A while back, a colleague and I were rehashing the anticipatory buzz and backlash inspired by Facebook COO Sheryl Sandberg’s then forthcoming Lean In: Women, Work, and the Will to Lead. My colleague, knowing that I work on Virginia Woolf’s writing, speculated, “It’s kind of like A Room of One’s Own, right?” In part to be polite but mostly to conceal my embarrassment at having no clue what she meant, I more or less agreed: “Yeah, that’s really interesting.”

What exactly she had in mind, I am still not sure. But the notion that Woolf’s manifesto for women’s creative freedom could have anything in common with what I imagined to be Sandberg’s postfeminist information age success manual stuck with me, so much so that I preordered Lean In despite my anxiety about supporting a cause with which I was pretty certain I would not be on board. Having now read it, I cannot help but think that my co-worker was onto something. Sandberg’s feminism is kind of like Woolf’s feminism—at least to a point.

# The problem
Reproduce the passage of the text about Lean In and A Room of One's Own from "What exactly she" to "to a point.", including both ends. Rely only on the text about Lean In and A Room of One's Own.

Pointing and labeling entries
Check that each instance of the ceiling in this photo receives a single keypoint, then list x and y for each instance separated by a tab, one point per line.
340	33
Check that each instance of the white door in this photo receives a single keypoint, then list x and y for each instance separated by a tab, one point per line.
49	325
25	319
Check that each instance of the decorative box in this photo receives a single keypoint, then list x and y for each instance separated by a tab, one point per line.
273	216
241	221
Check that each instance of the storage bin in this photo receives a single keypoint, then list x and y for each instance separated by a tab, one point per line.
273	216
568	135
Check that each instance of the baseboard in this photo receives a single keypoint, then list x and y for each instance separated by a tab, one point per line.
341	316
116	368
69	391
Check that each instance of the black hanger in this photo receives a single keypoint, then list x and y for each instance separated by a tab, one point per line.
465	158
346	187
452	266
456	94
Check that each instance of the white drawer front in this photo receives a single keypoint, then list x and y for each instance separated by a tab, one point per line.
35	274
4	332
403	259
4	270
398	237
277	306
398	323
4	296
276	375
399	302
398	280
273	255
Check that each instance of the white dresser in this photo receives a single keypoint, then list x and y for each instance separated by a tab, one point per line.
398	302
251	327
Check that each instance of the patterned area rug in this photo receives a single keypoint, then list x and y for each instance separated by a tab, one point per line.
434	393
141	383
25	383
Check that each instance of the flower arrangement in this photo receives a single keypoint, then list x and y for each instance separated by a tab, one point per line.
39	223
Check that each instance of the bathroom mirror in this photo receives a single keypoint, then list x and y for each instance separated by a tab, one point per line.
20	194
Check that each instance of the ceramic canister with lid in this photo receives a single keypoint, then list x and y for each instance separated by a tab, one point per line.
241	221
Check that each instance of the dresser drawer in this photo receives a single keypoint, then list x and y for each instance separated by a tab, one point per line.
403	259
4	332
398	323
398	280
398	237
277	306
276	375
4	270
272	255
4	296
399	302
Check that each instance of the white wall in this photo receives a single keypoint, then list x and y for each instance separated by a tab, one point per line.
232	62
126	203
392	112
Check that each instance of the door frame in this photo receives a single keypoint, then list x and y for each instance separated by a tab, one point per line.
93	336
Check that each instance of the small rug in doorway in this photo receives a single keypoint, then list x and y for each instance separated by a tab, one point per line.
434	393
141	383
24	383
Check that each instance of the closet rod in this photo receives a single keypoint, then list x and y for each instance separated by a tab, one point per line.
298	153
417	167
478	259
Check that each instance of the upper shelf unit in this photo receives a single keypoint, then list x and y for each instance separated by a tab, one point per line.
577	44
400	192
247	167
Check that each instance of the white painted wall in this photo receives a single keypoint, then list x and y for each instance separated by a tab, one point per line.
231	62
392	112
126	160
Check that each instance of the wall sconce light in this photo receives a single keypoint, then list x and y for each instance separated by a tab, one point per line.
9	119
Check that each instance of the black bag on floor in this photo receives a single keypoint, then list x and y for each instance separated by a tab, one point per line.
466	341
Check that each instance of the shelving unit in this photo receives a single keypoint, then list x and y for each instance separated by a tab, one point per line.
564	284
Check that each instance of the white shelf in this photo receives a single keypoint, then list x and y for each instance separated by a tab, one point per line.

# Final result
What exactly she had in mind, I am still not sure. But the notion that Woolf’s manifesto for women’s creative freedom could have anything in common with what I imagined to be Sandberg’s postfeminist information age success manual stuck with me, so much so that I preordered Lean In despite my anxiety about supporting a cause with which I was pretty certain I would not be on board. Having now read it, I cannot help but think that my co-worker was onto something. Sandberg’s feminism is kind of like Woolf’s feminism—at least to a point.